**AUSZUG**
-*-
Wie geht's mit der VG Wort und den von ihr zu verteilenden Geldern weiter?
Foto: Eberhard Wolf

BJVreport

VG Wort: Die 100-Millionen-Euro Frage

Nach dem BGH-Urteil sollen Verlage kein Geld mehr von der VG Wort erhalten – was Experten meinen ...

München, 05.08.2016

Es geht um sehr viel Geld. Hundert Millionen Euro – das ist eine Eins mit acht Nullen dahinter – fordert die Verwertungsgesellschaft (VG) Wort von den Verlagen zurück, die diese seit 2012 aus den Ausschüttungen erhalten haben. Künftig sollen die Erlöse aus der Kopierabgabe zu 100 Prozent an die Autoren fließen. Vor allem kleinere Buchverlage sehen sich dadurch in ihrer Existenz bedroht. Das sorgt auch unter BJV-Mitgliedern für manche Diskussion.

Die einen jubeln, die anderen warnen. Grund für die Konfrontation nach fast 60 Jahren friedlicher Koexistenz von Autoren und Verlegern in der VG Wort ist ein Urteil aus Karlsruhe: Der Bundesgerichtshof hat am 21. April entschieden, dass die pauschale Beteiligung von Verlagen an den Einnahmen der VGWort nicht zulässig ist (Az.: I ZR 198/13) und den bisherigen Verteilungsplan der Verwertungsgesellschaft gekippt. Die Satzung und der Verteilungsplan sind nach dem Karlsruher Urteil in diesem Punkt unwirksam und müssen neu formuliert werden.

Soweit die Ansprüche nicht verjährt sind (das geschieht normalerweise nach drei Jahren), werden die Autoren sicher eine Nachzahlung erhalten. Ausschüttungen an Verlage und an die Verbände der Zeitungs- und Zeitschriftenverleger werden bis auf weiteres nicht mehr stattfinden, teilte die VG Wort mit (siehe auch VG Wort-Pressemitteilung vom 6. Juni 2016, PDF, vier Seiten, 379 kb).
-*-
**EINTRÄGE**
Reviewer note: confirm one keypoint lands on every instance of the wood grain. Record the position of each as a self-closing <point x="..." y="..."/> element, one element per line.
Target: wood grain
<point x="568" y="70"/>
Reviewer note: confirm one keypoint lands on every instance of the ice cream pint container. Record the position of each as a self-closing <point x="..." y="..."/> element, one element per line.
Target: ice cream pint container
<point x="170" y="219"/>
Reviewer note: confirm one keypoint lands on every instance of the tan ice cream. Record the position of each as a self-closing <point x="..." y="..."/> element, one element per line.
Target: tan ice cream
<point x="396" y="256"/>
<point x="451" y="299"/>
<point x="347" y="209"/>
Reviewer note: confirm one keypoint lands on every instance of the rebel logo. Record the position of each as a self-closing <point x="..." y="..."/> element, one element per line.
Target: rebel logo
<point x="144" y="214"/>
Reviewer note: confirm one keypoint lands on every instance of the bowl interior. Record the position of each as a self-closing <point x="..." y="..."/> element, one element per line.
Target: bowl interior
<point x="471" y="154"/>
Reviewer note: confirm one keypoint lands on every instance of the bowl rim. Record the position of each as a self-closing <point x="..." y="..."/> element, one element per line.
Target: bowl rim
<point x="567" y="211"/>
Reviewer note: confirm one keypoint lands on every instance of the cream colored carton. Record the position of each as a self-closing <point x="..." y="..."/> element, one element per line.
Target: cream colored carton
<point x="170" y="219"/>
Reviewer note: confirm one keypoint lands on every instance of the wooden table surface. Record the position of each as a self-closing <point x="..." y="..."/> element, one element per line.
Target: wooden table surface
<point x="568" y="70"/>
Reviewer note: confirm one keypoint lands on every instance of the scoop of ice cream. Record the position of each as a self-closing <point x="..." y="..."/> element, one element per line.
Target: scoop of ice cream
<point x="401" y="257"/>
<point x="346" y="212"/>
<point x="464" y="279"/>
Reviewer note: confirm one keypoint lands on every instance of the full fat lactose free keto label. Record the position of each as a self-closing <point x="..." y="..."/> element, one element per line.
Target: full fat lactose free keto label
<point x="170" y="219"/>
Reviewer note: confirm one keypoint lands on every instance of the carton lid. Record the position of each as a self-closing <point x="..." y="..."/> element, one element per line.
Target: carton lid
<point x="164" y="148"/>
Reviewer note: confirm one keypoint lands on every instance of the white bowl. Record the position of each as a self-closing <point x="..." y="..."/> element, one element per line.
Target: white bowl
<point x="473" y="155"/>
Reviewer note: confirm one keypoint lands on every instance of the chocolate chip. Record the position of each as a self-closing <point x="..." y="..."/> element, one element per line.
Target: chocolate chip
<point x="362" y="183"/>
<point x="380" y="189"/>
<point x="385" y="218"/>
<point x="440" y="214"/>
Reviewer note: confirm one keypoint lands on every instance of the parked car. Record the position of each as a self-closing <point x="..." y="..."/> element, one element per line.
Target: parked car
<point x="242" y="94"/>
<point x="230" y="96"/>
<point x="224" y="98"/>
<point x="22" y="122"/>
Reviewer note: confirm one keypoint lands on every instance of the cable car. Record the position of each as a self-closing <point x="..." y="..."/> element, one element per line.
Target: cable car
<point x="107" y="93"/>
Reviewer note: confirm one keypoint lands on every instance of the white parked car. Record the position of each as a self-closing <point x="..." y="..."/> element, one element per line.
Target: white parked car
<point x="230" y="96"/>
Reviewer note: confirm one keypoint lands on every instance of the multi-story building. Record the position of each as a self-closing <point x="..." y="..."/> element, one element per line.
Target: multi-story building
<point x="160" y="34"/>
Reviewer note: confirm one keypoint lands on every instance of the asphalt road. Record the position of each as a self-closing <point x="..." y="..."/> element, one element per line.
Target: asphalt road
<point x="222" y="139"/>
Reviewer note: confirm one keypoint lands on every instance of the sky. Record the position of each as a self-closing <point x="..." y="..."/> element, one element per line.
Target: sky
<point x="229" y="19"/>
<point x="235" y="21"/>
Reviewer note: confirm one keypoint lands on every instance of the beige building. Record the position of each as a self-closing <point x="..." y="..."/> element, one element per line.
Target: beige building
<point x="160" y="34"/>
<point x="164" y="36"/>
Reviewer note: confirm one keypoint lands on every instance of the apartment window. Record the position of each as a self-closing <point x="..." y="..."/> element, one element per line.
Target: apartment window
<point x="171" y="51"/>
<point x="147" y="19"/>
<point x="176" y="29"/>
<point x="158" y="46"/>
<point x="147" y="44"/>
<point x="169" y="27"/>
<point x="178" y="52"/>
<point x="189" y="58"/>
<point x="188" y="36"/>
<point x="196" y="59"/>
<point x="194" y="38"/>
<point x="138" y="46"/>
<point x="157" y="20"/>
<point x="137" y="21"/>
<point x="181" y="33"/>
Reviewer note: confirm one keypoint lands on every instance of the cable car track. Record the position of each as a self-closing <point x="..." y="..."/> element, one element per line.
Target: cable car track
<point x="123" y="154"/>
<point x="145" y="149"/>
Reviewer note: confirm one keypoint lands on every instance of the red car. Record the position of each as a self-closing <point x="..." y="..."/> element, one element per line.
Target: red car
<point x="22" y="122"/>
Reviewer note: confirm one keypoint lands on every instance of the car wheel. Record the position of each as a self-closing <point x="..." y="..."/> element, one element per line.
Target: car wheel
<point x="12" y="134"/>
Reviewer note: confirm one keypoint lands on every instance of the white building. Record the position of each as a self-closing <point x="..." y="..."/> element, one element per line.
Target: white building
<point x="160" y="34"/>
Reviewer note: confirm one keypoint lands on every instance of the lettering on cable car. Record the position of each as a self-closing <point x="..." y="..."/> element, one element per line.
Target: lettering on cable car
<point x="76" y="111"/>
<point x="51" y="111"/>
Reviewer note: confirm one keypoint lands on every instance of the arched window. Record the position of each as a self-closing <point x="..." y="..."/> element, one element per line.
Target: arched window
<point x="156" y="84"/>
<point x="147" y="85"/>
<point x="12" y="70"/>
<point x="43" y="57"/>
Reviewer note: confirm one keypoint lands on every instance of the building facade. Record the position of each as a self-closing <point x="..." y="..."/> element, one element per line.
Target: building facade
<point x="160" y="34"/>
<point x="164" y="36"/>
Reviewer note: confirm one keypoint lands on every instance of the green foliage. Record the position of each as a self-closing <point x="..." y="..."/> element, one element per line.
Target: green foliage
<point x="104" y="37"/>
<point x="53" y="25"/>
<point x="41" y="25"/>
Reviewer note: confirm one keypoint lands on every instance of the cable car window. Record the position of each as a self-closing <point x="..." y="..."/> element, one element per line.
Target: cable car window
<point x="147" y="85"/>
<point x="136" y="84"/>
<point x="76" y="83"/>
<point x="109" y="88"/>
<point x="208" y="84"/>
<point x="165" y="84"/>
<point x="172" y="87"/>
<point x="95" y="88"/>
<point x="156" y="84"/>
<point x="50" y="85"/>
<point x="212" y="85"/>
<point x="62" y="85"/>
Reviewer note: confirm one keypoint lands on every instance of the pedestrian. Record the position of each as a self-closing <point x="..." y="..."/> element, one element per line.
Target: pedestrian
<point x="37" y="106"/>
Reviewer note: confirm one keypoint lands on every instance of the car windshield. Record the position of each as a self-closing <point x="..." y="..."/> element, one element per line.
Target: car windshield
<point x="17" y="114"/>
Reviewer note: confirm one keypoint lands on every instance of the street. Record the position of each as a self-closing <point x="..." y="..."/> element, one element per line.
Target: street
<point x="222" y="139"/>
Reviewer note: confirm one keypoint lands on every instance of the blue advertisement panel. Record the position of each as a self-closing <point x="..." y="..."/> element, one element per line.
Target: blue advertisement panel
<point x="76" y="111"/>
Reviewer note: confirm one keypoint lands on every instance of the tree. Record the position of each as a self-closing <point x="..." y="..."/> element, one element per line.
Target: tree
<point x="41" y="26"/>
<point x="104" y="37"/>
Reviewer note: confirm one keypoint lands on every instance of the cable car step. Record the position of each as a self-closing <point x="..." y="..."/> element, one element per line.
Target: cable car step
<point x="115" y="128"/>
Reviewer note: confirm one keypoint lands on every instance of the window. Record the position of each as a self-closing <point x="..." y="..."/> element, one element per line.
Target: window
-*-
**AUFGABEN**
#1 Nennen Sie alle Datumsangaben im Auszug über die VG Wort, die einen Tag enthalten.
#2 Setzen Sie den Auszug über die VG Wort nach seinem letzten Satz fort.
Die Datensätze stammen aus einer anderen Quelle als der Auszug.

**ERGEBNISSE IN REIHENFOLGE**
#1 05.08.2016; 21. April; 6. Juni 2016

#2
BJV-Informationsveranstaltungen mit der VG Wort
Der BJV lädt außerdem dazu ein, mit Verantwortlichen der VG Wort zu diskutieren. Am Dienstag, dem 9. August 2016, um 19.00 Uhr, stehen Dr. Robert Staats und Rainer Just, Geschäftsführende Vorstände der VG Wort, im Presse Club München (Tal 12, II. Stock, 80331 München) Rede und Antwort. Eine Woche später, am Mittwoch, dem 17. August 2016 um 19.00 Uhr, informiert Rainer Just, Geschäftsführender Vorstand der VG Wort, im Nürnberger Presse-Club (Gewerbemuseumsplatz 2, 90403 Nürnberg) über die neueste Entwicklung und die Position der VG Wort. Bitte melden Sie sich bei Waltraud Paul an: paul@bjv.de.

Aktuelle Statements der Verleger und anderer Verbände
Wie viel fließt von den 100 Millionen tatsächlich an die Autoren? Und wann wird die Auszahlung kommen? Wird es künftig nur noch eine reine Autoren-VG Wort geben? Oder welche Vor- oder Nachteile hätte eine solche Regelung? Und was plant der Gesetzgeber?

Antworten auf diese und andere Fragen lesen Sie im Artikel „Die 100-Millionen-Euro Frage“ des aktuellen BJVReport, der Mitte August auf der BJV-Website zum Download bereitsteht.

Stellungnahmen zum BGH-Urteil

Schon jetzt erfahren Sie hier, wie verschiedene Akteure die Situation nach dem BGH-Urteil sehen:

Maria Goblirsch


BDZV: Nach dem BGH-Urteil wird die Akademie für berufliche Bildung geschlossen
Der BDZV plädiert für eine – gesetzlich abgesicherte – Fortführung der bisherigen Regelung mit der VG Wort. Das System hat gut funktioniert. Das Leistungsschutzrecht der Presseverlage wird an anderer Stelle geregelt und hat in diesem Zusammenhang nichts zu suchen.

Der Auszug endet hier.